Start of THE INPUT
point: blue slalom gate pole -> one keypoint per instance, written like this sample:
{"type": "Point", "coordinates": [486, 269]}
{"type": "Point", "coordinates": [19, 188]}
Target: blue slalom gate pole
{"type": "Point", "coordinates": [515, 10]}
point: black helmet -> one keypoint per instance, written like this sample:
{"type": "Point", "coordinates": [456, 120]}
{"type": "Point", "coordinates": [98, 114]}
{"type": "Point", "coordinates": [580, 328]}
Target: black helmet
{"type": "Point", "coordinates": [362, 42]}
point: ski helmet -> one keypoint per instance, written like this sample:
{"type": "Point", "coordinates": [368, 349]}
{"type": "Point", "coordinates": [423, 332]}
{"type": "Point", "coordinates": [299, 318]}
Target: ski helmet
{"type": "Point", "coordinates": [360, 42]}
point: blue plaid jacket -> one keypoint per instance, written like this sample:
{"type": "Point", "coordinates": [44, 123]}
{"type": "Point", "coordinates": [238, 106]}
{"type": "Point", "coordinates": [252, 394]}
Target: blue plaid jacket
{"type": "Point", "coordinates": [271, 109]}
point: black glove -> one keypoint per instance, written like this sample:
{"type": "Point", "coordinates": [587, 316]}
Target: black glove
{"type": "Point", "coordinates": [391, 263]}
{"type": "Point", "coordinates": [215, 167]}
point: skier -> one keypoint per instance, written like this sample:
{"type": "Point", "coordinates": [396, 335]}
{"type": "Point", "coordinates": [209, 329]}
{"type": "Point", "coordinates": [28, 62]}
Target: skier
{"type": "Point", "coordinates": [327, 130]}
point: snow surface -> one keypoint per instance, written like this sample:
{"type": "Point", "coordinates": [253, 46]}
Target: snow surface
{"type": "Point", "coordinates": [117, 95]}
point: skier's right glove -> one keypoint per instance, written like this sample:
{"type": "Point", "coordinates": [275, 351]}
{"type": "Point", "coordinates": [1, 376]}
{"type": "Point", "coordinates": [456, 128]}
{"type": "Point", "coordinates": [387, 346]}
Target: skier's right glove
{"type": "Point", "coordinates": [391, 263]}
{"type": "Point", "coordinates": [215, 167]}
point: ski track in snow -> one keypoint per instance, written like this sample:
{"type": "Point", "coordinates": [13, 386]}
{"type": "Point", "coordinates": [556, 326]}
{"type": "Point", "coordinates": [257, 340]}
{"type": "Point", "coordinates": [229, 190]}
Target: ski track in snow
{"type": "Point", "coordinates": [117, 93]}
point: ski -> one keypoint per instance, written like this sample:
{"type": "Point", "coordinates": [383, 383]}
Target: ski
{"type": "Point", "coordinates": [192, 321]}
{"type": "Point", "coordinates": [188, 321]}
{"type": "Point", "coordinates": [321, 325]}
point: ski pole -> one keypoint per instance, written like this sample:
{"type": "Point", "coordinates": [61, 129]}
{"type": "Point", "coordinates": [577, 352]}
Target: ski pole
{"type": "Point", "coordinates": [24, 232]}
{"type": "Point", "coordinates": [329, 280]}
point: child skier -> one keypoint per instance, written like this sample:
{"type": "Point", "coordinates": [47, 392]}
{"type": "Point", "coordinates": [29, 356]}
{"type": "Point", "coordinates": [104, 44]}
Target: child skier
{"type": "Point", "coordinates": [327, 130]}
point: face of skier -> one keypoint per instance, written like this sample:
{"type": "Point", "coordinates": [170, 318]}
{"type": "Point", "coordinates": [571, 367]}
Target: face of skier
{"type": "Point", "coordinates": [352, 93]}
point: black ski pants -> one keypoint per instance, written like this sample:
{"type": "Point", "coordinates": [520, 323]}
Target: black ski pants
End of THE INPUT
### WORK TO COMPLETE
Reproduce word for word everything from the line that contains "point: black ski" down to the end of the material above.

### COMPLETE OUTPUT
point: black ski pants -> one keypoint per instance, written like this sample:
{"type": "Point", "coordinates": [520, 323]}
Target: black ski pants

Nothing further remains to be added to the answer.